• _Vorliegender Auszug_
»»

Heile die Kranken und behüte die Leidenden.

Du rufst uns beim Namen, wie ein Vater sein Kind ruft.

Schenke uns Vertrauen in deine Gnade und Güte,

die uns begleitet Tag für Tag ein Leben lang.

 

Wir nehmen uns einen Moment der Stille, um mit unseren eigenen Worten vor Gott, unserem Vater, zu kommen.

 

Vater unser im Himmel
Geheiligt werde dein Name.
Dein Reich komme.
Dein Wille geschehe,
wie im Himmel, so auf Erden.
Unser tägliches Brot gib uns heute.
Und vergib uns unsere Schuld,
wie auch wir vergeben unsern Schuldigern.

««

Auszüge aus einem Datensatz mit Ortsannotationen
»»

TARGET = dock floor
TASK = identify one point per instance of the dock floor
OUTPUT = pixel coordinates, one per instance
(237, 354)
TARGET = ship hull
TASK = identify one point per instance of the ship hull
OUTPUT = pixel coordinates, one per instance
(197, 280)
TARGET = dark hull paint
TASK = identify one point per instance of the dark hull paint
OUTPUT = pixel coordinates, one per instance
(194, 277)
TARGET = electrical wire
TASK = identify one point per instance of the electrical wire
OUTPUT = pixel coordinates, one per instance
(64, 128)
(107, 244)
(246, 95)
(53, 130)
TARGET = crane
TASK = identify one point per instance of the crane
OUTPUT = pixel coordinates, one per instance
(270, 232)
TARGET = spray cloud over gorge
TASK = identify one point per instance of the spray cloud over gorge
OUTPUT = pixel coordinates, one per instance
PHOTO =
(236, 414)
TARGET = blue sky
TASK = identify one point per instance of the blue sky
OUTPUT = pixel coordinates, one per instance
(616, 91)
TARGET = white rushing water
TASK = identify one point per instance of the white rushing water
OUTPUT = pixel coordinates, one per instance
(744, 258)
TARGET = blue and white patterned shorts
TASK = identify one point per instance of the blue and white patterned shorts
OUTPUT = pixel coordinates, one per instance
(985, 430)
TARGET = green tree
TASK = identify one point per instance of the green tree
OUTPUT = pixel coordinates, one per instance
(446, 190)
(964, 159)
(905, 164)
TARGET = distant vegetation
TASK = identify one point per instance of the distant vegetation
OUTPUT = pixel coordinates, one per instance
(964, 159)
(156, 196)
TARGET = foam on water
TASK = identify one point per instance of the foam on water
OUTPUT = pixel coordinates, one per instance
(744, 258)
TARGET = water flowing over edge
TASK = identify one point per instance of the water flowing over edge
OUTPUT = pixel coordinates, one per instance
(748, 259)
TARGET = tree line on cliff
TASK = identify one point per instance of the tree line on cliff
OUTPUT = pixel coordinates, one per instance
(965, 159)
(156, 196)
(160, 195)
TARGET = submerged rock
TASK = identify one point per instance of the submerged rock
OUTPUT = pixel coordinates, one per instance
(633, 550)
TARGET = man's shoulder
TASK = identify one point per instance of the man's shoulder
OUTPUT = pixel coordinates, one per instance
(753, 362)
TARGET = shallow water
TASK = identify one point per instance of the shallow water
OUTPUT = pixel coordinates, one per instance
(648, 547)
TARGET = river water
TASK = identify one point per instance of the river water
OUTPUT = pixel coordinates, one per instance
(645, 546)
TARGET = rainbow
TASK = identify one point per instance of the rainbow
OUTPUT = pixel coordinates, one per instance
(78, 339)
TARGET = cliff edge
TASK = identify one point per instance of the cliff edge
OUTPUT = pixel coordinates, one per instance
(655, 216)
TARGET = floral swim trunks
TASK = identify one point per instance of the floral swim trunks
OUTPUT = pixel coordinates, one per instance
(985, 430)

««

• _Aufgabenstellung_
• A. Nenne alle Imperativformen, mit denen im Gebetstext Gott direkt um etwas gebeten wird.
• B. Führe den Gebetstext im Anschluss an seinen letzten Vers weiter.

• _Lösungen_
• A. Heile, behüte, Schenke, gib, vergib

• B.
Und führe uns nicht in Versuchung,
sondern erlöse uns von dem Bösen.
Denn dein ist das Reich
und die Kraft und die Herrlichkeit
in Ewigkeit. Amen.

 

So gehen wir in den Tag und die kommende Woche mit dem Segen Gottes:

Der Herr segne euch und behüte euch; der Herr lasse sein Angesicht leuchten über euch und sei euch gnädig;

der Herr hebe sein Angesicht über euch und gebe euch Frieden. Amen.